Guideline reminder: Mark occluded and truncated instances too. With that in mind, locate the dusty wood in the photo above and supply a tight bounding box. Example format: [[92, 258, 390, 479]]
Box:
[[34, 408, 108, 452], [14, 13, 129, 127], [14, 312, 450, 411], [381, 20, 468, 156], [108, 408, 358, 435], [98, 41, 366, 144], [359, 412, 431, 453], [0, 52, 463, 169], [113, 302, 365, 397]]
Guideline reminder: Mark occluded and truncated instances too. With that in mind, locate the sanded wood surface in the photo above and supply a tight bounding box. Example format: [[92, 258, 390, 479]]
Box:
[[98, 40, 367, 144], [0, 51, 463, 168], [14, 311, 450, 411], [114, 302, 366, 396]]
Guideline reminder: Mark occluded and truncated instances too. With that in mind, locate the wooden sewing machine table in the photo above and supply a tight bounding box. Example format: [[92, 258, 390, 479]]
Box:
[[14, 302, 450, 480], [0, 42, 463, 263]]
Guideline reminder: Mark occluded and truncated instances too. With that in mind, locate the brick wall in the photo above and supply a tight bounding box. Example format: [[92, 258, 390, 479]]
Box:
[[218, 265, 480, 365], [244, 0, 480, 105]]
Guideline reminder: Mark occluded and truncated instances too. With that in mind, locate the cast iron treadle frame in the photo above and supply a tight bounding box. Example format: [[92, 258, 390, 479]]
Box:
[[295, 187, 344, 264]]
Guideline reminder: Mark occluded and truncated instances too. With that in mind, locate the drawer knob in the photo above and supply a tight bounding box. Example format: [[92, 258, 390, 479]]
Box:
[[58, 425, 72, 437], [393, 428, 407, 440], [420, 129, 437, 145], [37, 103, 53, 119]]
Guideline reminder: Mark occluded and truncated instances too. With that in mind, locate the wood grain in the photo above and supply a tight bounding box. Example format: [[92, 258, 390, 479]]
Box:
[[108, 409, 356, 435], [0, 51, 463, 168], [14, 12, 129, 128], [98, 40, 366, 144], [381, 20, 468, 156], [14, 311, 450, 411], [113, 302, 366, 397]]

## Work to do
Give all of the material above as a JSON list of strings, one string per line, with blank lines omitted.

## Completed exercise
[
  "Guideline reminder: Mark occluded and truncated instances too. With that in mind, locate the dusty wood in the photo above and supply a tight bounding box. Example format: [[92, 258, 390, 479]]",
  "Box:",
  "[[34, 408, 108, 452], [14, 13, 129, 127], [14, 312, 450, 411], [381, 20, 468, 156], [108, 408, 358, 435], [98, 41, 366, 144], [359, 412, 431, 453], [0, 52, 463, 169], [113, 302, 365, 397]]",
  "Guideline reminder: Mark occluded and truncated instances too. With that in mind, locate the sanded wood surface in the photo above and supply a tight bounding box. Example format: [[92, 258, 390, 479]]",
  "Box:",
  "[[98, 40, 367, 144], [0, 51, 463, 168], [14, 311, 450, 411], [114, 302, 366, 396]]",
  "Guideline reminder: Mark occluded and truncated instances too. With that in mind, locate the wooden sewing machine table in the photo above and supply a tight bounding box. Example format: [[92, 258, 390, 479]]",
  "Box:",
  "[[14, 302, 450, 480], [0, 42, 463, 263]]",
  "Guideline reminder: Mark occluded and truncated instances too. With that in mind, locate the brick wall in the photo above and supply a tight bounding box. Example format: [[92, 258, 390, 479]]",
  "Box:",
  "[[218, 265, 480, 365], [244, 0, 480, 105]]",
  "Guideline reminder: Mark occluded and truncated instances too. With that in mind, locate the cast iron treadle frame in the photo above and supply a tight bounding box. Example format: [[92, 258, 390, 479]]",
  "Box:",
  "[[295, 187, 344, 264]]",
  "Guideline reminder: Mark occluded and truncated instances too. With that in mind, locate the drawer knob in the photo above and supply a tight bounding box. Example format: [[92, 258, 390, 479]]",
  "Box:",
  "[[58, 425, 72, 437], [393, 428, 407, 440], [420, 129, 437, 145], [37, 103, 53, 119]]",
  "Guideline reminder: Mark occluded and truncated instances too. With that in mind, locate the wood grain in the photo above and supply a tight bounding box. Example format: [[92, 258, 390, 479]]",
  "Box:",
  "[[108, 409, 356, 435], [0, 51, 463, 168], [14, 12, 129, 128], [98, 40, 366, 144], [381, 20, 468, 156], [14, 311, 450, 411], [113, 302, 366, 397]]"
]